---------- SELECTED EXCERPT

[compiler-rt] [llvm] [InstrProf] Add debuginfod correlation support (PR #106606)
via llvm-commits
llvm-commits at lists.llvm.org
Thu Aug 29 11:28:42 PDT 2024
https://github.com/gulfemsavrun created https://github.com/llvm/llvm-project/pull/106606
This patch adds debuginfod support into llvm-profdata to find the assosicated executable by a build id in a raw profile to correlate a profile by using profile data and name sections in an executable.
>From 045d4d89e68663166de421fcc9eb88465e7d242e Mon Sep 17 00:00:00 2001
From: Gulfem Savrun Yeniceri <gulfem at google.com>
Date: Tue, 27 Aug 2024 15:24:13 -0700
Subject: [PATCH] [InstrProf] Add debuginfod correlation support
This patch adds debuginfod support into llvm-profdata to
find the assosicated executable by a build id in a raw
profile to correlate a profile by using profile data and
name sections in an executable.

--------------------

▶ **WHAT IS REQUIRED**: From the mailing-list post, give the part that opens with the words "via llvm-commits" and closes with "and name sections in an executable." again, substituting "binary" for every "executable".

---------- DATA BLOCK

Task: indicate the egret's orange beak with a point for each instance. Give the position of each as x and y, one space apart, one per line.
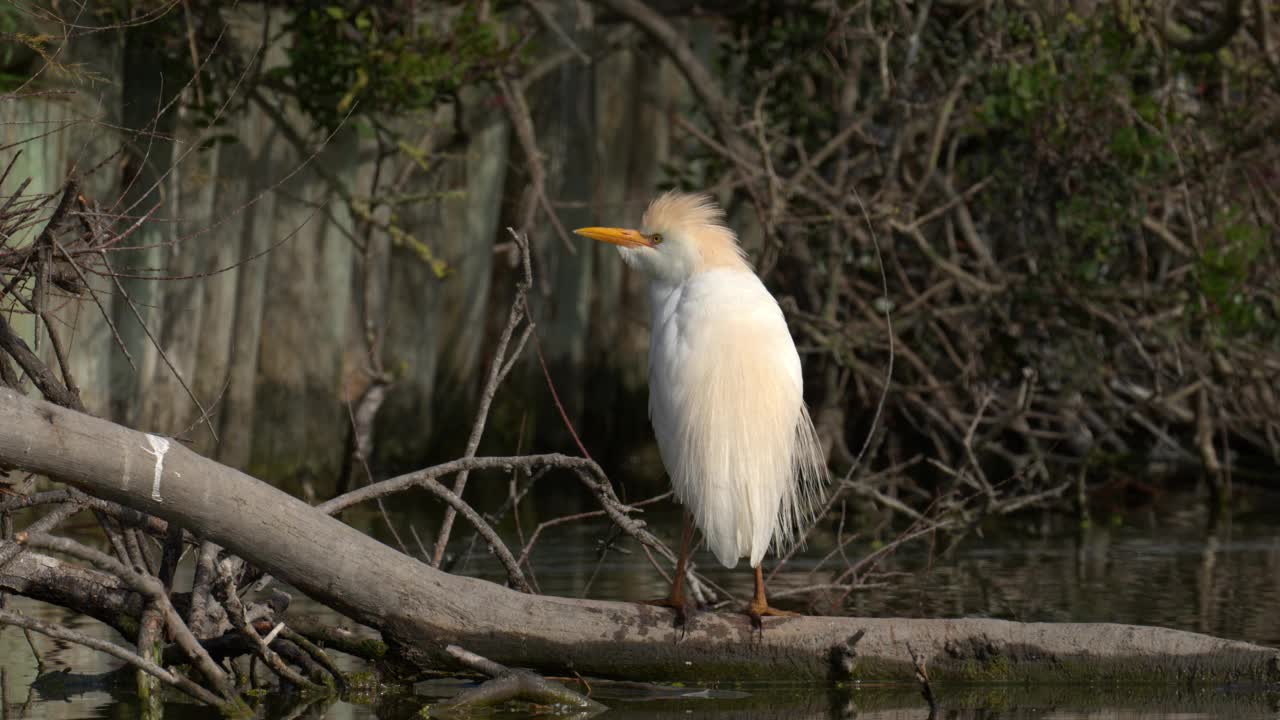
616 236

--------------------

▶ **TASK ANSWER**:
via llvm-commits
llvm-commits at lists.llvm.org
Thu Aug 29 11:28:42 PDT 2024
https://github.com/gulfemsavrun created https://github.com/llvm/llvm-project/pull/106606
This patch adds debuginfod support into llvm-profdata to find the assosicated binary by a build id in a raw profile to correlate a profile by using profile data and name sections in an binary.